§ Task prompt:
Retype, word for word, each line between the lines holding "pin the yellow flower head, one" and "x=228, y=97", inclusive, and leave the rest of the data alone.

Start of Provided records

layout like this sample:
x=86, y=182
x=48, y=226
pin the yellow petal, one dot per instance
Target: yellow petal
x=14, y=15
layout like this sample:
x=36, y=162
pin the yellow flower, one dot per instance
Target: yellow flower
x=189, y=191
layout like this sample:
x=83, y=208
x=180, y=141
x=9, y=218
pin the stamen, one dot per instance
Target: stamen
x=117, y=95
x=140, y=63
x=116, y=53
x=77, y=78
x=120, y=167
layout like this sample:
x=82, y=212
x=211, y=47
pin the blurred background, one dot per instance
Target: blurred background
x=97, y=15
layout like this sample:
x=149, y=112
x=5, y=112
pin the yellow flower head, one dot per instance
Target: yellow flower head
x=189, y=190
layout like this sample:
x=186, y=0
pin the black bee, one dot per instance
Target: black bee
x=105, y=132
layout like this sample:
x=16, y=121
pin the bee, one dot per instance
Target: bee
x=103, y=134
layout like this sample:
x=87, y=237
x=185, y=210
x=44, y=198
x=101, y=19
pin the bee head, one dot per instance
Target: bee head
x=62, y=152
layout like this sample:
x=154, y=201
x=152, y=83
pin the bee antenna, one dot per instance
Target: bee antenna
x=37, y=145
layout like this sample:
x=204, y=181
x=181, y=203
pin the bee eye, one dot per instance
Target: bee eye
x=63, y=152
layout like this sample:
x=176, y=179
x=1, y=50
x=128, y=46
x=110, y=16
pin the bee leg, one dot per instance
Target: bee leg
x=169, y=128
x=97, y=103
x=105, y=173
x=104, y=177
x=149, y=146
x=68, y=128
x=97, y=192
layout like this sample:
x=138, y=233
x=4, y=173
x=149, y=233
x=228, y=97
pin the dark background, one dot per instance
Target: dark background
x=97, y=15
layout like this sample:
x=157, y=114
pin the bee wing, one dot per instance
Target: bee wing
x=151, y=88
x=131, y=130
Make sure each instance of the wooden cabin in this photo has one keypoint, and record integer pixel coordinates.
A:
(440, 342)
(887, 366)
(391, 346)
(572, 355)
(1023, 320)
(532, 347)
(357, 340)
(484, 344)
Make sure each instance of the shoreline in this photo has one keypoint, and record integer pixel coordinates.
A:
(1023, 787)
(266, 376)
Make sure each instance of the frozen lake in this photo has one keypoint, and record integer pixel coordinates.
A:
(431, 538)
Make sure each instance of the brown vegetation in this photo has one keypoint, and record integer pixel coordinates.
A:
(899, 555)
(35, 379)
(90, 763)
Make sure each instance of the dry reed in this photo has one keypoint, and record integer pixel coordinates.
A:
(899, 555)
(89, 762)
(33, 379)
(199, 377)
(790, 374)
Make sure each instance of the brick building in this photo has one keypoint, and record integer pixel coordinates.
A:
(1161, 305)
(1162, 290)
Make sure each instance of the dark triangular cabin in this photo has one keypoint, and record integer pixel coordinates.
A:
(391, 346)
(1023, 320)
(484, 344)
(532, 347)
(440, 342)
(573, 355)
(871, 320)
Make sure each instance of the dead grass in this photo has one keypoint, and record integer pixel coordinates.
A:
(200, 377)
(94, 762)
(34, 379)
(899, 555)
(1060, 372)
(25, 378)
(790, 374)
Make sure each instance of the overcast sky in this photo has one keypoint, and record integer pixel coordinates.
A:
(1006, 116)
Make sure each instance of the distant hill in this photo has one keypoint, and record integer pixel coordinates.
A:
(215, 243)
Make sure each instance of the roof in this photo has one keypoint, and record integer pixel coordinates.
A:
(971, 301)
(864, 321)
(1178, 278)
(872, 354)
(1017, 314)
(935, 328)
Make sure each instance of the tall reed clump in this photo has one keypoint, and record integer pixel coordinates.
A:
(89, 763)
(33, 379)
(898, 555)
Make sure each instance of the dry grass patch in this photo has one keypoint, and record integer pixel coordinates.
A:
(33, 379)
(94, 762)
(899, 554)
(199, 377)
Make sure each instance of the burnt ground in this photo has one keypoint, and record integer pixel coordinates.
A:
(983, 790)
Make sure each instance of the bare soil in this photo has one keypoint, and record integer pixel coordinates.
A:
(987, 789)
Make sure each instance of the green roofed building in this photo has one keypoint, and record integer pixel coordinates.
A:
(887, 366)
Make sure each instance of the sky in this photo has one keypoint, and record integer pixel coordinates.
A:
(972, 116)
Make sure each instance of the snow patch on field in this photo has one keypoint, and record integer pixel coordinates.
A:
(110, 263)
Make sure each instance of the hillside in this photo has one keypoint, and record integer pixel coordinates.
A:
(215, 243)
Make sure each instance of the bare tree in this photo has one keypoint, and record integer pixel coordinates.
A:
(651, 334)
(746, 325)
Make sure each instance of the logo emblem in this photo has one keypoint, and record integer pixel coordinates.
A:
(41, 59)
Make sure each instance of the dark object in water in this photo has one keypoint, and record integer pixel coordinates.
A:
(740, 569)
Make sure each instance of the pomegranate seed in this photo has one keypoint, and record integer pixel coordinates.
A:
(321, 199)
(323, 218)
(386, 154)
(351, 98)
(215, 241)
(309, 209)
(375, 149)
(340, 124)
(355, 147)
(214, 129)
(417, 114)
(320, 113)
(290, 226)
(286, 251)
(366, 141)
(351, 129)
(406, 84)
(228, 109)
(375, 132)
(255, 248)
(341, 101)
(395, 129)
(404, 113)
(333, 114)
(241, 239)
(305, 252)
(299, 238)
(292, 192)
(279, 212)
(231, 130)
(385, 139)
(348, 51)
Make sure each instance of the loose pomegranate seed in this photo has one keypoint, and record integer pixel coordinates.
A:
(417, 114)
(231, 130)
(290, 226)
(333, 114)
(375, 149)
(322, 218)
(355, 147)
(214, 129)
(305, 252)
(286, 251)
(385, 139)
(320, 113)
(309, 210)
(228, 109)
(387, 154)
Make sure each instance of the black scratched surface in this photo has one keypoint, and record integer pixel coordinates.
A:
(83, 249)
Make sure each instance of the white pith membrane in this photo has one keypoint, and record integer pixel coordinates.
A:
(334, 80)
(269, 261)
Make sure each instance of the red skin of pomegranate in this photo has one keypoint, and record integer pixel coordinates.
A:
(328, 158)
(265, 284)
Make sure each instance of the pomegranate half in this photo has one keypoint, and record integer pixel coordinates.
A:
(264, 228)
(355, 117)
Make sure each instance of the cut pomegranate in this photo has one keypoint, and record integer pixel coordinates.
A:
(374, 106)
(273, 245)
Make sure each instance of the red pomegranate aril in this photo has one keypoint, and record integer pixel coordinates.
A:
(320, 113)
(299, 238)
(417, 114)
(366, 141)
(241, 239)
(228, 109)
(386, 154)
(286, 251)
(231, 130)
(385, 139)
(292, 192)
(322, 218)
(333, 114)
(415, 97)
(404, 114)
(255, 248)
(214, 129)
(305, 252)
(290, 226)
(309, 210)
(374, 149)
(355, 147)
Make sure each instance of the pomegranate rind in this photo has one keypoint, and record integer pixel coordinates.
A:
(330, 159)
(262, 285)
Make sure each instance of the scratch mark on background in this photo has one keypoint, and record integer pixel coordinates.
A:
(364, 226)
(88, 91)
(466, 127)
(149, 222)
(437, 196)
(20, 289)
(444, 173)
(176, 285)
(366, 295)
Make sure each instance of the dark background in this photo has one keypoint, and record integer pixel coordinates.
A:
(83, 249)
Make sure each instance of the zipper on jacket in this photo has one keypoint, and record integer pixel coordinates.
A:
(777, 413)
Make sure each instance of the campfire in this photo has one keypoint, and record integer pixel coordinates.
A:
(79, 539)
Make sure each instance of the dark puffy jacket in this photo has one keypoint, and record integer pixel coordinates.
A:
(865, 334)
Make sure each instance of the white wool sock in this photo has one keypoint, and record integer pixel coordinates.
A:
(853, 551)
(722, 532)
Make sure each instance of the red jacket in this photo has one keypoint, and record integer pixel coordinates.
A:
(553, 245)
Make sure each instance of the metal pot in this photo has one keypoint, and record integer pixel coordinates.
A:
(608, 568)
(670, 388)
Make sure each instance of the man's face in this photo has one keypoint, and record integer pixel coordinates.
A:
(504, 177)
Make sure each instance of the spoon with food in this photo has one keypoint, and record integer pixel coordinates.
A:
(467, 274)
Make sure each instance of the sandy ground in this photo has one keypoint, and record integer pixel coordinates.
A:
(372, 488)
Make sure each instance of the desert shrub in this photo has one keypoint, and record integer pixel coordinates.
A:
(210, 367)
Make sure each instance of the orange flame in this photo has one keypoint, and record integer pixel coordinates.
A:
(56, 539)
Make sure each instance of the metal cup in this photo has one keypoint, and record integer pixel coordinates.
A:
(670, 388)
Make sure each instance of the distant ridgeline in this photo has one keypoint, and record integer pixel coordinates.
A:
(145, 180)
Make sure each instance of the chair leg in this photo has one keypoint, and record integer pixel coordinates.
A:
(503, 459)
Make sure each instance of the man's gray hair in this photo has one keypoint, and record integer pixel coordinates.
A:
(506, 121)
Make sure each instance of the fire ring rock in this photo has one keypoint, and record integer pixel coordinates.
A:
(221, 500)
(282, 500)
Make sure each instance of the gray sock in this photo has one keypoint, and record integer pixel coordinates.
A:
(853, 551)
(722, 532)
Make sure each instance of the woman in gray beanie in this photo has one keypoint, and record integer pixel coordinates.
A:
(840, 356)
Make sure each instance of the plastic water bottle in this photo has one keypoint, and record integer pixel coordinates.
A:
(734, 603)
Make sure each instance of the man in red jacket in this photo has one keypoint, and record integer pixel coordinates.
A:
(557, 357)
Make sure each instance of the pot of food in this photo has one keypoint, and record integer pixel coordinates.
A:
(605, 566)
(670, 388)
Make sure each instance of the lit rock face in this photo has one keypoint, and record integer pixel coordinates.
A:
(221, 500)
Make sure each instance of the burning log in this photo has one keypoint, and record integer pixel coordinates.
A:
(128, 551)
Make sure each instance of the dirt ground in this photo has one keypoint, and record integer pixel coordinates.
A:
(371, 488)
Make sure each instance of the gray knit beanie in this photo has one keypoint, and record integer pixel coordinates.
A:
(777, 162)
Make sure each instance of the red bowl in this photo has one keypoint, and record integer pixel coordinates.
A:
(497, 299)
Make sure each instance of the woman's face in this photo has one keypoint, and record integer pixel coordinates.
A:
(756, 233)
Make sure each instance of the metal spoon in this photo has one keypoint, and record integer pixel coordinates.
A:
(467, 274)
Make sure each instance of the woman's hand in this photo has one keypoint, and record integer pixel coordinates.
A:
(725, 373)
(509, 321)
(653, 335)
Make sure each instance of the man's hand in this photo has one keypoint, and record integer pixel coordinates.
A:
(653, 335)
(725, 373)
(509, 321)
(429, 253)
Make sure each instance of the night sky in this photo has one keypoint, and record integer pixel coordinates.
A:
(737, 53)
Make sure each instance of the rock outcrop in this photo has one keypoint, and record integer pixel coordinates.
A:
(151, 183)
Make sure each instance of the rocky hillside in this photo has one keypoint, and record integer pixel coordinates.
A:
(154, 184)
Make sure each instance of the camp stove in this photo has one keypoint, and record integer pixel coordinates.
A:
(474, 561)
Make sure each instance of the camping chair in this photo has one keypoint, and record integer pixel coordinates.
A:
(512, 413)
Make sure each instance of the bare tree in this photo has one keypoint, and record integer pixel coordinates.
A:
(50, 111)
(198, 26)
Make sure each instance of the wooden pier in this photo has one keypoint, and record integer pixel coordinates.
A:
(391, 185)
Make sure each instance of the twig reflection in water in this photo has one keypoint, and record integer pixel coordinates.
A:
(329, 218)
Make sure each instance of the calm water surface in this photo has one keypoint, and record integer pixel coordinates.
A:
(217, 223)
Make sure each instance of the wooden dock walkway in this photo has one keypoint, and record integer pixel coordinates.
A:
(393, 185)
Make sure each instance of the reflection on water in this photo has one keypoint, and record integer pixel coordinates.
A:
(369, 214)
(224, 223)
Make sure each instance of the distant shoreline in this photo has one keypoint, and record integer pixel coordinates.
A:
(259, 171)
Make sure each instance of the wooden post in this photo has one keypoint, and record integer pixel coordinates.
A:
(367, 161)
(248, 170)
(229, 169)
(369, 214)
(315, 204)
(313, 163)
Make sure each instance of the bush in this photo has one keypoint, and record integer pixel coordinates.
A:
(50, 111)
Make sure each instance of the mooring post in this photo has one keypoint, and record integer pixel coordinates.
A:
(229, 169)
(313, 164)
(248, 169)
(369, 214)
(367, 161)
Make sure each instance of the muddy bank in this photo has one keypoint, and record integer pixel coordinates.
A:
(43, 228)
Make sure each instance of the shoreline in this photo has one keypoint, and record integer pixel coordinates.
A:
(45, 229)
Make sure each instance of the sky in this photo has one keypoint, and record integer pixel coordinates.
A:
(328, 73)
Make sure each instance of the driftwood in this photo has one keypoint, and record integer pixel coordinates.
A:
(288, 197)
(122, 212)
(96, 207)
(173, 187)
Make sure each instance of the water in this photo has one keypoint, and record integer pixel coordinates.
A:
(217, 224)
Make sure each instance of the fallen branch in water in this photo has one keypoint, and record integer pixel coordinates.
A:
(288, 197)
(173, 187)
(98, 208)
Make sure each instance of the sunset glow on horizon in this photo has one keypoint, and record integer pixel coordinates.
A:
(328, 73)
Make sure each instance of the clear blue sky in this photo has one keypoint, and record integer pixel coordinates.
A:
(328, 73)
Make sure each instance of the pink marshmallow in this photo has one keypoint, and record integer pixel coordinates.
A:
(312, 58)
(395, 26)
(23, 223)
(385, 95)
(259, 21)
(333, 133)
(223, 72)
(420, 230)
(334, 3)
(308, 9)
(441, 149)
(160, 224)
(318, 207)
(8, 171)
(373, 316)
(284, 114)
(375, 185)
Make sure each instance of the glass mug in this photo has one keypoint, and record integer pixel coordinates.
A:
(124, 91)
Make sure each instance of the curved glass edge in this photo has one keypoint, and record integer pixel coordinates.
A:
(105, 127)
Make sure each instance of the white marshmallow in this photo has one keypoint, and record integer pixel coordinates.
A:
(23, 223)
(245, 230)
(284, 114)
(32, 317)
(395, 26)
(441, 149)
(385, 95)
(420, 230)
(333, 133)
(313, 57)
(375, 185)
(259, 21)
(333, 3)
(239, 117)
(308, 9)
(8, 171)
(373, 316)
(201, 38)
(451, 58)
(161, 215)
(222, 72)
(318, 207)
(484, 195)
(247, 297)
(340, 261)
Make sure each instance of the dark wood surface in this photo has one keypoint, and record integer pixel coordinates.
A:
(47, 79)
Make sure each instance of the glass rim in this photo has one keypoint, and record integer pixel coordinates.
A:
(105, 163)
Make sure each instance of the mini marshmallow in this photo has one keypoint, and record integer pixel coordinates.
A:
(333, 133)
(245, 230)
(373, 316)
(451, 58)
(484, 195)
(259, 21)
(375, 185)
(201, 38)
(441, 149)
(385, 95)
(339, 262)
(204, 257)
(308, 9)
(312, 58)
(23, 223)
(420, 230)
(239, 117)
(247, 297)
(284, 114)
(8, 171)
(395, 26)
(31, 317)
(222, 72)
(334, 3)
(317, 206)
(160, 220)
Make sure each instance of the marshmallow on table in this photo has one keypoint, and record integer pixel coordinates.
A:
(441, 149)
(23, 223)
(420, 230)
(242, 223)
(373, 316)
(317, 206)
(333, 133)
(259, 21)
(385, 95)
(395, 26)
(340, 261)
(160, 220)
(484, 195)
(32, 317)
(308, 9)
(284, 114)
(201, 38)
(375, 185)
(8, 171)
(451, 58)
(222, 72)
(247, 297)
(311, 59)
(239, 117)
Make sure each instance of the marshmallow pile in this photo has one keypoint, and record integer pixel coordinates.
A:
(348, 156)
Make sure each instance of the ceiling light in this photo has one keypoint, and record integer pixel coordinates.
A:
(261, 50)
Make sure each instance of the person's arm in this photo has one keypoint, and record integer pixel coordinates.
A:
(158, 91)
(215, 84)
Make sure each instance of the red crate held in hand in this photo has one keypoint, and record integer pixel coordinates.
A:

End of Provided records

§ Response below:
pin the yellow flower head, one dot per instance
Target: yellow flower head
x=189, y=190
layout like this sample:
x=186, y=0
pin the black bee, one dot per instance
Target: black bee
x=105, y=132
layout like this sample:
x=16, y=121
pin the bee, one dot per instance
Target: bee
x=103, y=134
layout like this sample:
x=87, y=237
x=185, y=210
x=44, y=198
x=101, y=19
pin the bee head, one dot per instance
Target: bee head
x=62, y=152
layout like this sample:
x=154, y=201
x=152, y=83
pin the bee antenna, one dot per instance
Target: bee antenna
x=37, y=145
layout like this sample:
x=204, y=181
x=181, y=203
pin the bee eye, one dot per instance
Target: bee eye
x=63, y=152
layout like this sample:
x=176, y=179
x=1, y=50
x=128, y=46
x=110, y=16
pin the bee leg, one dot per instance
Target: bee leg
x=169, y=128
x=97, y=103
x=105, y=173
x=104, y=177
x=149, y=146
x=68, y=128
x=97, y=192
layout like this sample:
x=138, y=233
x=4, y=173
x=149, y=233
x=228, y=97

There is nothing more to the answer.